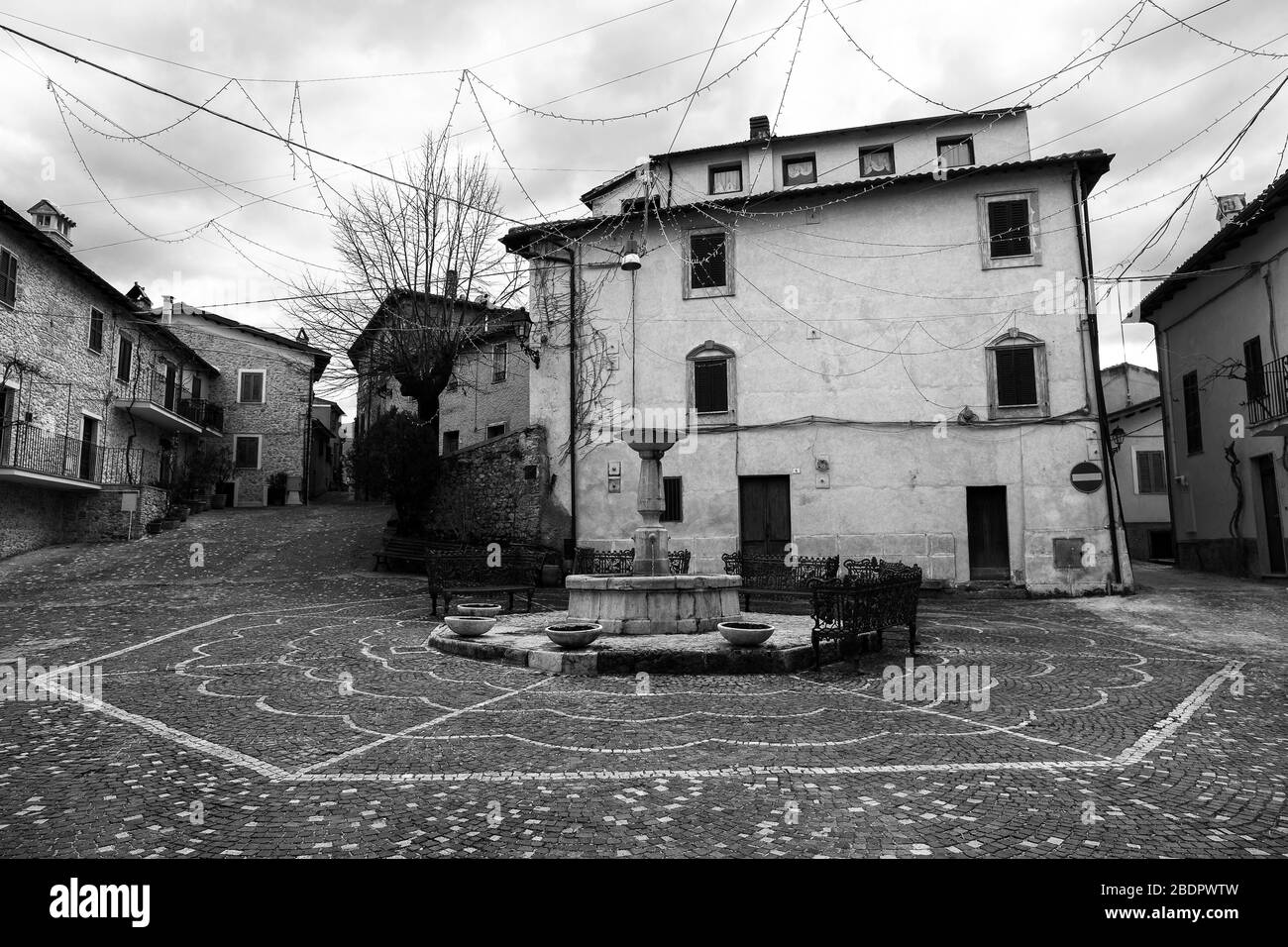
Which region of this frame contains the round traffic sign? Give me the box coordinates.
[1069,460,1105,493]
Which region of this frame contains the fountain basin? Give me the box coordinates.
[564,575,742,635]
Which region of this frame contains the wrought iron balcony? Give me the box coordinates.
[0,421,160,489]
[1245,356,1288,427]
[112,372,203,434]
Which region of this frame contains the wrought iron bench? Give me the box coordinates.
[425,548,540,614]
[720,553,841,611]
[572,546,692,576]
[810,559,921,668]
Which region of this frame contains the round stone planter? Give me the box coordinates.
[443,614,496,638]
[456,601,501,618]
[546,621,604,648]
[716,621,776,648]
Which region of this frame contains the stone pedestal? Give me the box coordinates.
[564,575,742,635]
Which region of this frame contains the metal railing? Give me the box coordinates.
[1246,356,1288,424]
[0,421,161,485]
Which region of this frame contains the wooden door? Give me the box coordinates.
[738,476,793,557]
[1257,454,1288,574]
[966,487,1012,579]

* **EXERCISE TASK**: Can you return the listing's lines verbatim, starting at the line that contains "Which region of this frame contains the round stone" and ending at the last line of the listing?

* **ANSWER FOR THE TASK**:
Which region of this frame contains the round stone planter? Give me the box coordinates.
[443,614,496,638]
[456,601,501,618]
[546,621,604,648]
[716,621,776,648]
Which region of this frame contains the stone pedestal? Give me the box coordinates.
[564,575,742,635]
Which region of this frame contains the metal railing? Give me the box coordinates.
[1246,356,1288,424]
[0,421,161,485]
Which region of this frame contains the wooden door? Give me the box coordinates.
[738,476,793,557]
[1257,454,1288,574]
[966,487,1012,579]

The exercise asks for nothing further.